──────── Data for this exercise

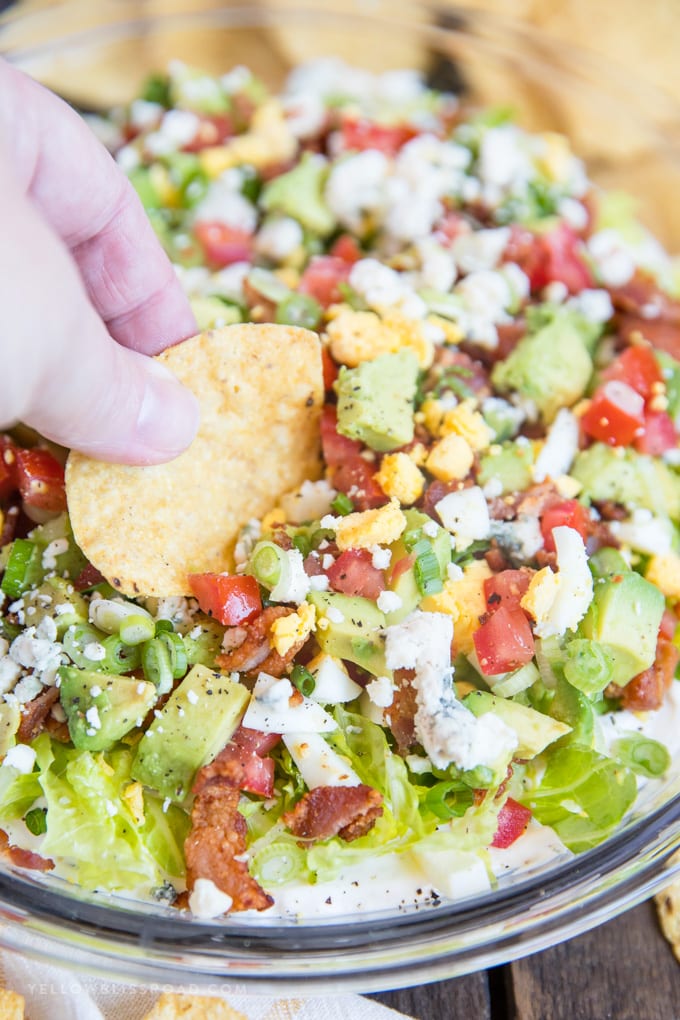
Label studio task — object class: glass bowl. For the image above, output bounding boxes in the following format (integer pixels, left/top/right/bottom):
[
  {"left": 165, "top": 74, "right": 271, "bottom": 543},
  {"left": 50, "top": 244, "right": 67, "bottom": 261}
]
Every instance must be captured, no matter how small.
[{"left": 0, "top": 0, "right": 680, "bottom": 993}]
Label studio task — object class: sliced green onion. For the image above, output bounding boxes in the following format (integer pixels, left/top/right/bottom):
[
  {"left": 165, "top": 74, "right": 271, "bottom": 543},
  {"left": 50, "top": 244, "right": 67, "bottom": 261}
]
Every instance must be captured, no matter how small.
[
  {"left": 291, "top": 664, "right": 316, "bottom": 698},
  {"left": 63, "top": 623, "right": 106, "bottom": 669},
  {"left": 487, "top": 662, "right": 540, "bottom": 698},
  {"left": 249, "top": 542, "right": 290, "bottom": 591},
  {"left": 118, "top": 613, "right": 156, "bottom": 645},
  {"left": 330, "top": 493, "right": 354, "bottom": 517},
  {"left": 274, "top": 294, "right": 323, "bottom": 329},
  {"left": 612, "top": 733, "right": 671, "bottom": 779},
  {"left": 23, "top": 808, "right": 47, "bottom": 835},
  {"left": 250, "top": 842, "right": 306, "bottom": 888},
  {"left": 156, "top": 631, "right": 189, "bottom": 680},
  {"left": 100, "top": 634, "right": 141, "bottom": 673},
  {"left": 0, "top": 539, "right": 42, "bottom": 599},
  {"left": 291, "top": 531, "right": 312, "bottom": 558},
  {"left": 413, "top": 542, "right": 443, "bottom": 595},
  {"left": 564, "top": 638, "right": 613, "bottom": 695},
  {"left": 90, "top": 599, "right": 153, "bottom": 634},
  {"left": 142, "top": 635, "right": 173, "bottom": 695}
]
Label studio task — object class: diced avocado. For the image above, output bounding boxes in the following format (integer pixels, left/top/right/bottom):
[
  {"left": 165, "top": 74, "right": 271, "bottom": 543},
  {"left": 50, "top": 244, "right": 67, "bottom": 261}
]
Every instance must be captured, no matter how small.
[
  {"left": 181, "top": 617, "right": 224, "bottom": 669},
  {"left": 190, "top": 297, "right": 243, "bottom": 332},
  {"left": 307, "top": 592, "right": 391, "bottom": 676},
  {"left": 548, "top": 676, "right": 594, "bottom": 748},
  {"left": 59, "top": 666, "right": 157, "bottom": 751},
  {"left": 132, "top": 665, "right": 250, "bottom": 801},
  {"left": 579, "top": 570, "right": 665, "bottom": 686},
  {"left": 571, "top": 443, "right": 680, "bottom": 519},
  {"left": 23, "top": 576, "right": 88, "bottom": 641},
  {"left": 463, "top": 691, "right": 571, "bottom": 758},
  {"left": 335, "top": 350, "right": 418, "bottom": 453},
  {"left": 385, "top": 509, "right": 451, "bottom": 626},
  {"left": 0, "top": 699, "right": 21, "bottom": 758},
  {"left": 260, "top": 152, "right": 336, "bottom": 237},
  {"left": 477, "top": 443, "right": 533, "bottom": 495},
  {"left": 491, "top": 317, "right": 592, "bottom": 422}
]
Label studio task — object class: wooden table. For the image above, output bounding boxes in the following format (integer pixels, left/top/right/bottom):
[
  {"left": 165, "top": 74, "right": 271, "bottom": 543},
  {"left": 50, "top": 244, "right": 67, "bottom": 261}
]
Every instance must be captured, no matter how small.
[{"left": 372, "top": 903, "right": 680, "bottom": 1020}]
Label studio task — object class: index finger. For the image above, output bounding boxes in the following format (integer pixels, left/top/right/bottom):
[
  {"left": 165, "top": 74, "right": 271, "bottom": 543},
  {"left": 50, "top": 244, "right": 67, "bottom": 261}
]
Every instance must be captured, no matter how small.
[{"left": 0, "top": 60, "right": 196, "bottom": 354}]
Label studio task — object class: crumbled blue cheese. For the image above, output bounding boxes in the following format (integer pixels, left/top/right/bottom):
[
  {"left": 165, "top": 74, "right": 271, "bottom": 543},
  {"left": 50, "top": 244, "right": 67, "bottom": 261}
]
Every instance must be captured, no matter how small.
[
  {"left": 434, "top": 486, "right": 490, "bottom": 552},
  {"left": 385, "top": 612, "right": 517, "bottom": 769},
  {"left": 189, "top": 878, "right": 233, "bottom": 921}
]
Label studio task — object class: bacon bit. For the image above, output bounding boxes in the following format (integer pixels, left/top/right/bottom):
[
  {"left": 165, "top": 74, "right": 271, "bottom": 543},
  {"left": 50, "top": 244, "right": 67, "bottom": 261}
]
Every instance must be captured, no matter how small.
[
  {"left": 73, "top": 563, "right": 106, "bottom": 592},
  {"left": 385, "top": 669, "right": 418, "bottom": 754},
  {"left": 185, "top": 759, "right": 274, "bottom": 911},
  {"left": 617, "top": 636, "right": 680, "bottom": 712},
  {"left": 215, "top": 606, "right": 307, "bottom": 676},
  {"left": 16, "top": 687, "right": 59, "bottom": 744},
  {"left": 0, "top": 829, "right": 54, "bottom": 871},
  {"left": 282, "top": 783, "right": 382, "bottom": 843}
]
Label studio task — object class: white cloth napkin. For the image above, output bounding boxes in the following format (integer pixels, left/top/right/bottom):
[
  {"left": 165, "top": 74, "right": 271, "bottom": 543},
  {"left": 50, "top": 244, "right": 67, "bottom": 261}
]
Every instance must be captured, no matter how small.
[{"left": 0, "top": 951, "right": 415, "bottom": 1020}]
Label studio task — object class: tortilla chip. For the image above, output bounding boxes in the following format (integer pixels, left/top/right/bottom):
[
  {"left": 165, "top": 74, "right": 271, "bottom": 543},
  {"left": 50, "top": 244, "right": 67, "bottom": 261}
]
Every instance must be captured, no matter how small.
[
  {"left": 655, "top": 853, "right": 680, "bottom": 963},
  {"left": 66, "top": 324, "right": 323, "bottom": 597},
  {"left": 144, "top": 992, "right": 247, "bottom": 1020},
  {"left": 0, "top": 988, "right": 24, "bottom": 1020}
]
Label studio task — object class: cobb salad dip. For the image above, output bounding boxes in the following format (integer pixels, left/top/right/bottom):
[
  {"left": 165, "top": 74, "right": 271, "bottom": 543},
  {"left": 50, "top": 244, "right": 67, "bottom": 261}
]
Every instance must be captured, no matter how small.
[{"left": 0, "top": 61, "right": 680, "bottom": 919}]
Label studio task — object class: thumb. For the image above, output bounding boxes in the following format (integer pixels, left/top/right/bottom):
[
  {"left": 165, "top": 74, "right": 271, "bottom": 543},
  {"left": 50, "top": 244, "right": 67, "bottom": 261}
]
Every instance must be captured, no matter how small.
[{"left": 0, "top": 171, "right": 199, "bottom": 464}]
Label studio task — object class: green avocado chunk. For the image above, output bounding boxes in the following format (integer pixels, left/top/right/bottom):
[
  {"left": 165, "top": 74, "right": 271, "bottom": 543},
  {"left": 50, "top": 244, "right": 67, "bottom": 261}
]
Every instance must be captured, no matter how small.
[
  {"left": 59, "top": 666, "right": 157, "bottom": 751},
  {"left": 579, "top": 570, "right": 666, "bottom": 686},
  {"left": 491, "top": 316, "right": 592, "bottom": 422},
  {"left": 260, "top": 152, "right": 335, "bottom": 237},
  {"left": 571, "top": 443, "right": 680, "bottom": 519},
  {"left": 463, "top": 691, "right": 571, "bottom": 758},
  {"left": 307, "top": 592, "right": 391, "bottom": 676},
  {"left": 132, "top": 665, "right": 250, "bottom": 801},
  {"left": 335, "top": 350, "right": 418, "bottom": 453}
]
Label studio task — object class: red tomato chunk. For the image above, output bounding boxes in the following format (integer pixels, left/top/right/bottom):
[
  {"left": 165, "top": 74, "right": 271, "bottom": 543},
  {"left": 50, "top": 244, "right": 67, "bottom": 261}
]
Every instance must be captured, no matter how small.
[
  {"left": 472, "top": 606, "right": 533, "bottom": 676},
  {"left": 189, "top": 573, "right": 262, "bottom": 627},
  {"left": 326, "top": 549, "right": 385, "bottom": 599},
  {"left": 491, "top": 797, "right": 531, "bottom": 850}
]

────────────────

Return each line of the records that contains the string "avocado", treating uppercase and lowercase as different.

Label studio task — object class: diced avocado. For the image above, output bounding boxes in the following format (integer pixels, left/top/right/bottom):
Label studio task — object class: green avocado chunk. For the image above, output bounding boxes in the following format (integer pixels, left/top/right/bottom):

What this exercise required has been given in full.